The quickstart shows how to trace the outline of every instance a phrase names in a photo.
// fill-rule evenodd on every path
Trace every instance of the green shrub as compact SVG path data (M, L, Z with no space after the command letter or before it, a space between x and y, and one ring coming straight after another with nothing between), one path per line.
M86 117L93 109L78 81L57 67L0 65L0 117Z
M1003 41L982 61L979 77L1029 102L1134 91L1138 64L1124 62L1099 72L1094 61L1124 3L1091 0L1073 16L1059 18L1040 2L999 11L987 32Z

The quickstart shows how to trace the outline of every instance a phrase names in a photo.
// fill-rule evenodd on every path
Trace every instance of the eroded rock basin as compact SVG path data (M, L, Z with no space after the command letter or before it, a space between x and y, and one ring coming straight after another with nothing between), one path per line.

****

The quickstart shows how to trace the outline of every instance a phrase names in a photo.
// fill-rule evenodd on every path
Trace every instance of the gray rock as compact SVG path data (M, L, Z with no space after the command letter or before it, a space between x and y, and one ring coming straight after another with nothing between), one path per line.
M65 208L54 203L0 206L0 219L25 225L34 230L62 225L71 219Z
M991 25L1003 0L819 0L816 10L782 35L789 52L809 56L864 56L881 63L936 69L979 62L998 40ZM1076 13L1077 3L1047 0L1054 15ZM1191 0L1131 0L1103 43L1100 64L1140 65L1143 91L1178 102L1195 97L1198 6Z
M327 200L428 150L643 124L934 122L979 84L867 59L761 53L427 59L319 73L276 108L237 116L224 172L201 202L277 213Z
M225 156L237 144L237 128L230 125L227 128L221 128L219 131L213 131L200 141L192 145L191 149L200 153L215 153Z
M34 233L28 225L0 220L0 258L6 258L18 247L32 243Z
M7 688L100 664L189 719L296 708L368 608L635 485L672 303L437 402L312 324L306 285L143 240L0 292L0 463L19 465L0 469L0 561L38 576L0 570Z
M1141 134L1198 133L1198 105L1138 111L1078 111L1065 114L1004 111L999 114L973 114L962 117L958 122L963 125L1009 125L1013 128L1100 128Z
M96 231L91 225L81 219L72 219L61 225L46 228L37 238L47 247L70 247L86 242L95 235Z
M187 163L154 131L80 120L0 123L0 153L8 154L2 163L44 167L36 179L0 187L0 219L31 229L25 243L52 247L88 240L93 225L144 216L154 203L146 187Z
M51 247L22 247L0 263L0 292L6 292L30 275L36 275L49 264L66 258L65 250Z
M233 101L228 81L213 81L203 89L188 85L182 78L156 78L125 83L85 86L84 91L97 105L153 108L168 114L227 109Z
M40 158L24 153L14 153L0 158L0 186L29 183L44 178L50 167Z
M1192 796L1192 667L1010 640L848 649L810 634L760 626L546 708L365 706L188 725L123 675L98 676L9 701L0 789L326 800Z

****

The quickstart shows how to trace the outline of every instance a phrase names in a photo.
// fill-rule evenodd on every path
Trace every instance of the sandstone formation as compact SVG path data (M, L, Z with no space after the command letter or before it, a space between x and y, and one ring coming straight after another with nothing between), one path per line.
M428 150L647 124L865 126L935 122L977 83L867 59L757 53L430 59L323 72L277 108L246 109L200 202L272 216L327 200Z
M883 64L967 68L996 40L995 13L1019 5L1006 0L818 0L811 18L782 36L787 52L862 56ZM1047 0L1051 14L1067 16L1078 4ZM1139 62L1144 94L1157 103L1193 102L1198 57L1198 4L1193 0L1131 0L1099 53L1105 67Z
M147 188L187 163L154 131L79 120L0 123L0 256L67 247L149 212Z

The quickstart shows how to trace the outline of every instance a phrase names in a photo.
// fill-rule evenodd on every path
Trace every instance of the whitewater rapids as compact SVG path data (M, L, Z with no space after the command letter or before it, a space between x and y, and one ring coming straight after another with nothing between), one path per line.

****

Your task: Reproduce only the lines above spanning from the line containing "Trace every instance of the green" through the line containing "Trace every instance of the eroded", word for word.

Output for this task:
Trace every instance of the green shrub as compact SVG path data (M, L, Z with no space after the command letter or before it, a space between x and y, and one ring coming straight after another with nothing between), one path per line.
M86 117L93 109L78 81L57 67L0 65L0 117Z
M1003 41L982 61L979 77L1029 102L1134 91L1138 64L1124 62L1099 72L1094 61L1124 3L1091 0L1073 16L1059 18L1040 2L999 11L987 32Z

The quickstart shows how to trace the outline of every instance a phrase names in a photo.
// fill-rule evenodd on every path
Trace every instance of the eroded rock basin as compact SVG path data (M, L, Z with no space after the command letter or before it, a space between x and y, and one ring coming straight after another with nothing between), one path per line.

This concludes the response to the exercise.